# [CONSIGNE 1]
Recopiez le passage du texte sur la crise au Nicaragua qui va de « Vendredi, il a » jusqu'à « conférence de presse. ».

# [TEXTE PROPOSÉ]
Pendant les manifestations, le Centre nicaraguayen des droits de l'homme (Cenidh) avait informé le public de l'évolution du bilan des victimes, en l'absence de chiffres officiels après celui, initial, de 10 morts.
Vendredi, il a publié son rapport sur ces événements, accusant le gouvernement d'abus "gravissimes" contre les manifestants et appelant à former une commission d'enquête internationale sur les décès survenus au cours des manifestations.
Le chef de l'Etat et sa femme sont notamment accusés d'avoir "encouragé et orienté" la répression.
Le président Ortega, un ex-guérillero de 72 ans, a appelé à un dialogue national pour surmonter cette crise, déclenchée le 18 avril par un projet de réforme des retraites, mais vite devenue un mouvement général d'exaspération contre l'absence de libertés dans le pays.
"Nous sommes dans une situation bien délicate, ce n'est pas que nous ne voulons pas le dialogue", mais "on ne peut promouvoir un changement sur des cadavres", a déclaré la présidente du Cenidh, Vilma Nuñez, lors d'une conférence de presse.
Le Cenidh réclame la création d'une commission d'enquête avec la participation de l'ONU et de la Commission interaméricaine des droits de l'homme (CIDH).

# [DONNÉES ENREGISTRÉES]
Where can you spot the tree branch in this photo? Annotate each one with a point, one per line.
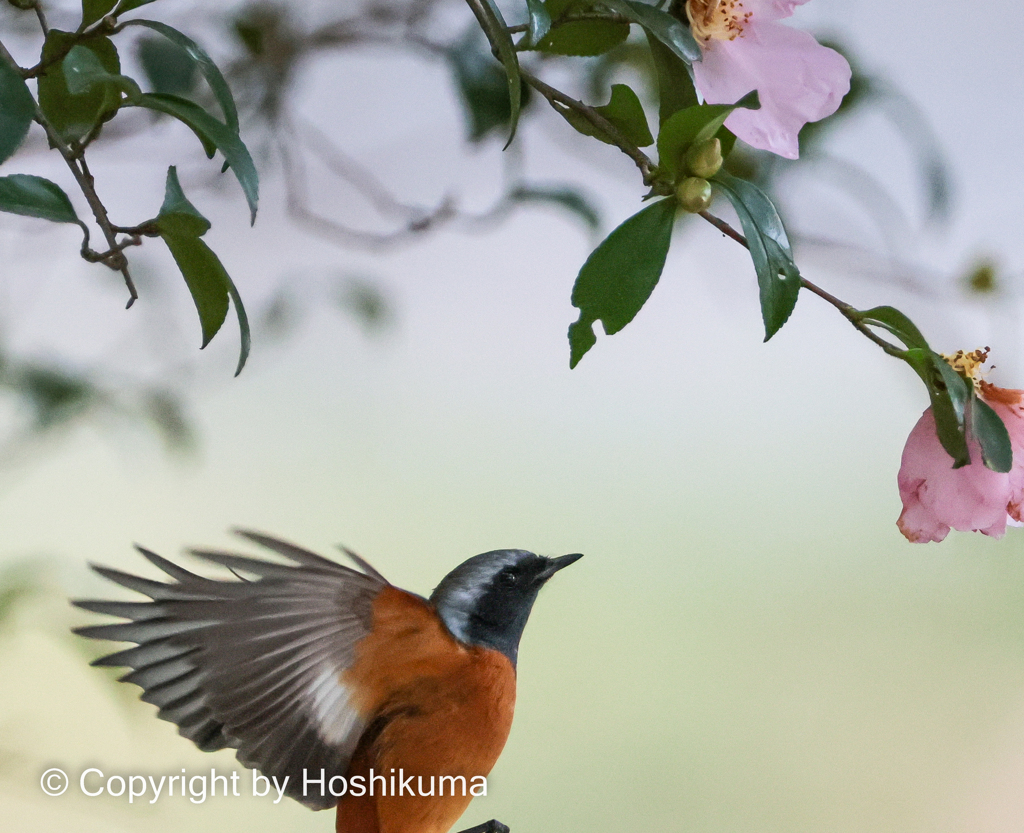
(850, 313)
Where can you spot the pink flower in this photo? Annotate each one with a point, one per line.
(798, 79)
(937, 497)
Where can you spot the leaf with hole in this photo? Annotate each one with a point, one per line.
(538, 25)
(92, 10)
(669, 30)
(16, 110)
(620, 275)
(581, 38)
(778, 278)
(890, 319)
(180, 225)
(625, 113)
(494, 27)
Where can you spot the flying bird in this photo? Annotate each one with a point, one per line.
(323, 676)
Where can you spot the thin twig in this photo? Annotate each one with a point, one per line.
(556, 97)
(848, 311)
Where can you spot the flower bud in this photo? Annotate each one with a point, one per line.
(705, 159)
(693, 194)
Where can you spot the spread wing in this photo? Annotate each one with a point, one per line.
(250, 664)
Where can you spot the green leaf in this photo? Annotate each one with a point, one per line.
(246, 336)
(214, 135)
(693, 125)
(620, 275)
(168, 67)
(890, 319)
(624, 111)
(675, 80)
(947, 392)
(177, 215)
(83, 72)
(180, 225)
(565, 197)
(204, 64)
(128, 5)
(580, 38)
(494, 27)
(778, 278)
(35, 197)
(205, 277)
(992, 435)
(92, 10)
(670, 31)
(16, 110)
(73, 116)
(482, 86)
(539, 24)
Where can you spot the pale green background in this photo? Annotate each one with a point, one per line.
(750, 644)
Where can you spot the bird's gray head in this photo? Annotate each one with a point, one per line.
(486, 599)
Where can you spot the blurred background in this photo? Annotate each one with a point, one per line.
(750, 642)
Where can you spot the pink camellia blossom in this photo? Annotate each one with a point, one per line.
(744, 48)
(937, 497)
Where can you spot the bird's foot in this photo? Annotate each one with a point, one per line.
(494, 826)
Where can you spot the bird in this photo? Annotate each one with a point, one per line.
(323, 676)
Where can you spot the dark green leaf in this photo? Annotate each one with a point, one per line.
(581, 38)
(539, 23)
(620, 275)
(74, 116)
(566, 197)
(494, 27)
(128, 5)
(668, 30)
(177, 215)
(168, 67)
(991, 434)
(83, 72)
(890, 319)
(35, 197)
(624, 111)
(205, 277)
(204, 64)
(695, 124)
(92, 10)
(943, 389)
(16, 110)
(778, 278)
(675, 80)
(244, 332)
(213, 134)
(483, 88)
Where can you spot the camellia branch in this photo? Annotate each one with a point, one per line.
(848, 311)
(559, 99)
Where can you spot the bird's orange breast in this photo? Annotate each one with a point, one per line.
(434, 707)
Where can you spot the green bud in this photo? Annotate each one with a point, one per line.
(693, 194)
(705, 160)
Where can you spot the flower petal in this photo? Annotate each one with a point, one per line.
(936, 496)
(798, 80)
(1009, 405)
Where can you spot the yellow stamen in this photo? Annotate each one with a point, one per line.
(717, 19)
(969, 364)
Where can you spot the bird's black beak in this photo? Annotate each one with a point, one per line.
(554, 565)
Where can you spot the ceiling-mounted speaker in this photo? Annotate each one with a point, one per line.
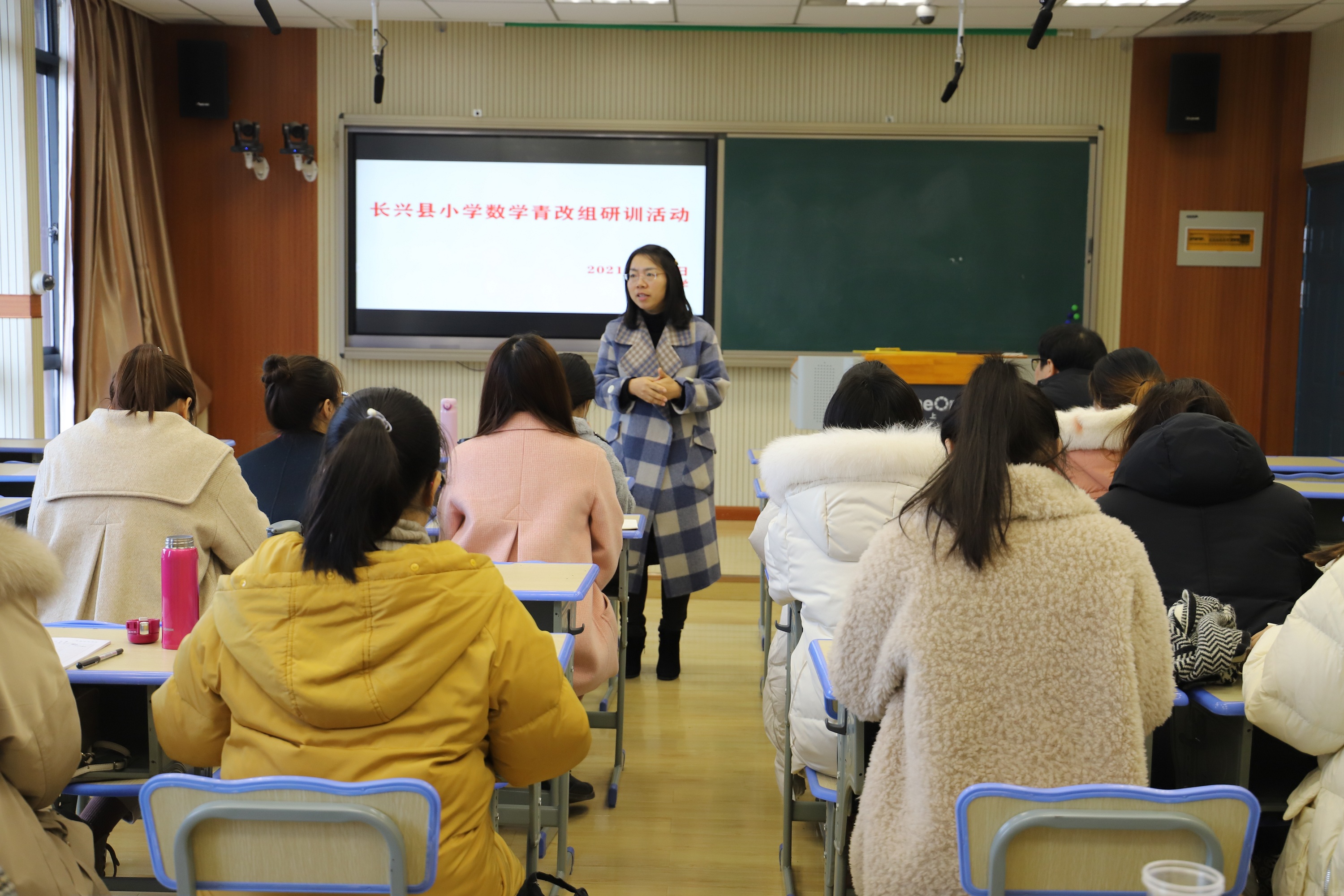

# [CONSIGNE 2]
Relevez chacune des lignes ci-dessus où figure le mot « leaf ».

# [RÉPONSE COMPLÈTE 1]
Vendredi, il a publié son rapport sur ces événements, accusant le gouvernement d'abus "gravissimes" contre les manifestants et appelant à former une commission d'enquête internationale sur les décès survenus au cours des manifestations.
Le chef de l'Etat et sa femme sont notamment accusés d'avoir "encouragé et orienté" la répression.
Le président Ortega, un ex-guérillero de 72 ans, a appelé à un dialogue national pour surmonter cette crise, déclenchée le 18 avril par un projet de réforme des retraites, mais vite devenue un mouvement général d'exaspération contre l'absence de libertés dans le pays.
"Nous sommes dans une situation bien délicate, ce n'est pas que nous ne voulons pas le dialogue", mais "on ne peut promouvoir un changement sur des cadavres", a déclaré la présidente du Cenidh, Vilma Nuñez, lors d'une conférence de presse.

# [RÉPONSE COMPLÈTE 2]
Where can you spot the leaf with hole in this photo? Annotate each one with a point, one per line.
Where can you spot the green leaf in this photo? Annotate each one with a point, one per line.
Where can you spot the dark green leaf in this photo? Annotate each one with a point, one per line.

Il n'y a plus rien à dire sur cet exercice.